*Required work:*
Pick up the post below on shifting paradigms in big data after its final sentence and keep writing it in the same voice.

*Text shown:*
· · · ·

Wednesday, October 12, 2016

Shifting paradigms in the world of BigData

In building the next generation of applications, companies and stakeholders need to adopt new paradigms. The need for this shift is predicated on the fundamental belief that building a new application at scale requires tailored solutions to that application’s unique challenges, business model and ROI. Some things change, and I’d like to point to some of that changes.

Event Driven vs. CRUD
Software development traditionally is driven by entity-relation modeling and CRUD operations on that data. The modern world isn’t about data at rest, it’s about being responsive to events in flight. This doesn’t mean that you don’t have data at rest, but that this data shouldn’t be organized in silos.
The traditional CRUD model is neither expressive nor responsive, given by the amount of uncountable available data sources. Since all data is structured somehow, an RDBMS isn't able to store and work with data when the schema isn't known (schema on write). That makes the use of additional free available data more like an adventure than a valid business model, given that the schema isn't known and can change rapidly. Event driven approaches are much more dynamical, open and make the data valuable for other processes and applications. The view to the data is defined by the use of the data (schema on read). This views can be created manually (Data Scientist), automatically (Hive and Avro for example) or explorative (R, AI, NNW).

Centralized vs Siloed Data Stores
BigData projects often fail by not using a centralized data store, often refereed as Data Lake or Data Hub. It’s essential to understand the idea of a Data Lake and the need for it. Siloed solutions (aka data warehouse solutions) have only data which match the schema and nothing else. Every schema is different, and often it’s impossible to use them in new analytic applications. In a Data Lake the data is stored as it is - originally, untouched, uncleaned, disaggregated. That makes the entry (or low hanging fruit) mostly easy - just start to catch all data you can get. Offload RDBMS and DWs to your Hadoop cluster and start the journey by playing with that data, even by using 3rd party tools instead to develop own tailored apps. Even when this data comes from different DWH's, mining and correlating them often brings treasures to light.

· · · ·

*Raw data:*
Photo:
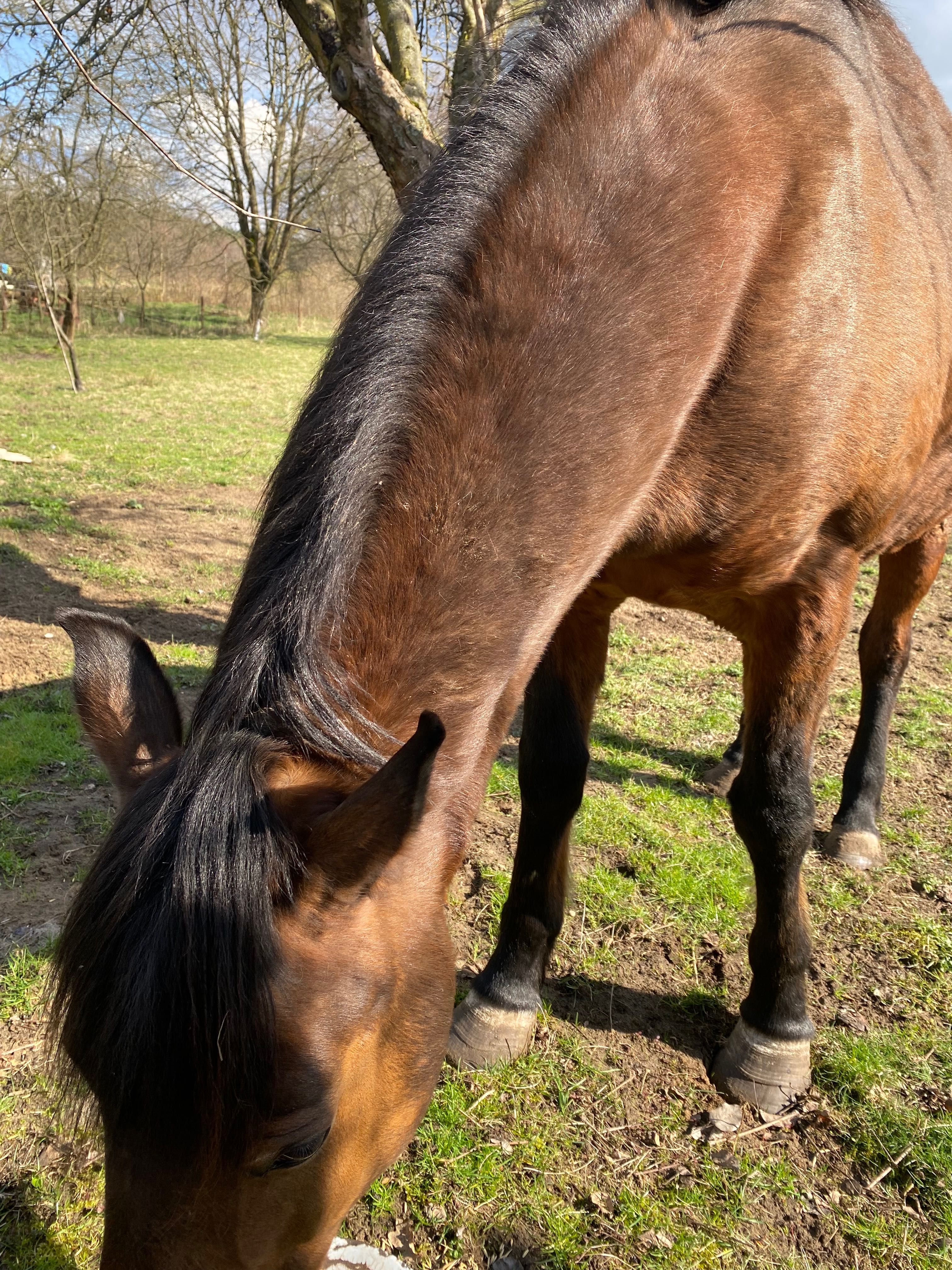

· · · ·

*The output:*
Scaled vs. Monolith Development
Custom processing at scale involves tailored algorithms, be they custom Hadoop jobs, in-memory approaches for matching and augmentation or 3rd party applications. Hadoop is nothing more (or less) than a framework which allows the user to work within a distributed system, splitting workloads into smaller tasks and let those tasks run on different nodes. The interface to that system are reusable API's and Libraries. That makes the use of Hadoop so convenient - the user doesn't need to take care about the distribution of tasks nor to know exactly how the framework works. Additionally, every piece of written code can be reused by others without having large code depts.
On the other hand Hadoop gives the user an interface to configure the framework to match the application needs dynamically on runtime, instead of having static configurations like traditional processing systems.

Having this principles in mind by planning and architecting new applications, based on Hadoop or similar technologies doesn’t guarantee success, but it lowers the risk to get lost. Worth to note that every success has had many failures before. Not trying to create something new is the biggest mistake we can made, and will result sooner or later in a total loss.